#### RECORDS SHOWN
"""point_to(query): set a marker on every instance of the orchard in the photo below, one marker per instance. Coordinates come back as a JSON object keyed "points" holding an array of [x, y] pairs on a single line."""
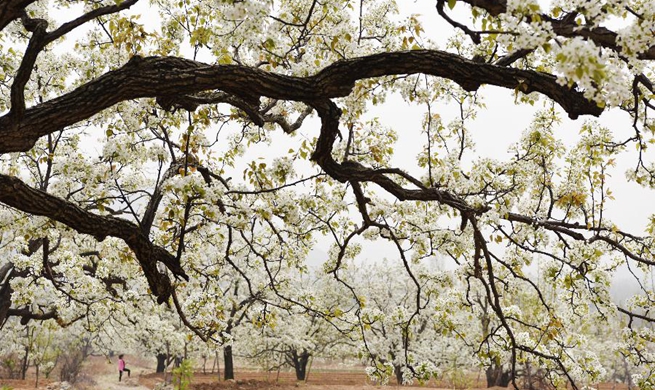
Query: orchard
{"points": [[423, 187]]}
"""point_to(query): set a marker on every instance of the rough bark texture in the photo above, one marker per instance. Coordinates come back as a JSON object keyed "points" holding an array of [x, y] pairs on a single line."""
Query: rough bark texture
{"points": [[168, 77], [15, 193], [566, 26], [299, 362], [228, 359]]}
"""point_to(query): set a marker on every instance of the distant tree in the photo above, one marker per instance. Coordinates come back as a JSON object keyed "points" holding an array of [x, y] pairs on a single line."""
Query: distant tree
{"points": [[128, 142]]}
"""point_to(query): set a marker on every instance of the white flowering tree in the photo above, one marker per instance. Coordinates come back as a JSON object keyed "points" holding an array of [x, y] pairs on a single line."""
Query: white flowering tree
{"points": [[318, 325], [406, 329], [129, 139]]}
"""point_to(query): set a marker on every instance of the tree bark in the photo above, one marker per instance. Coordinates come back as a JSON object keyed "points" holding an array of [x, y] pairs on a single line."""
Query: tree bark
{"points": [[398, 372], [497, 376], [228, 371], [300, 364], [161, 362]]}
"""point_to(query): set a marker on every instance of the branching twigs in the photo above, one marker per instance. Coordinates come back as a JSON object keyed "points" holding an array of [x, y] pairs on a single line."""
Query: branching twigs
########
TASK PROMPT: Set the lines down exactly as they stand, beginning at the one that contains "Query: distant tree" and stopping after the last line of the entries above.

RESULT OF THE EXERCISE:
Query: distant tree
{"points": [[128, 142]]}
"""point_to(query): set a marker on every instance of the white flowering tree in the photo above, one marker per instance. Coordinates come back as a JSON object keyed "points" holding an array of [x, y] pairs on a single line."""
Query: white flowering tree
{"points": [[318, 325], [406, 329], [129, 139]]}
"""point_to(query): set a marker on every instance of the tree bark in the photo above, one marker per instance. Coordinates come back as a JSON object keyed "points" holding an array of [x, y] pairs on a single line."""
Query: tree bark
{"points": [[398, 372], [497, 376], [228, 371], [300, 364], [161, 362]]}
"""point_to(query): set a marker on every instance of the branching twigs in the photo above, one marker per instance. Coordinates come back as a JSON object keyed "points" holding an array of [x, y] pairs on a single line."""
Query: branching twigs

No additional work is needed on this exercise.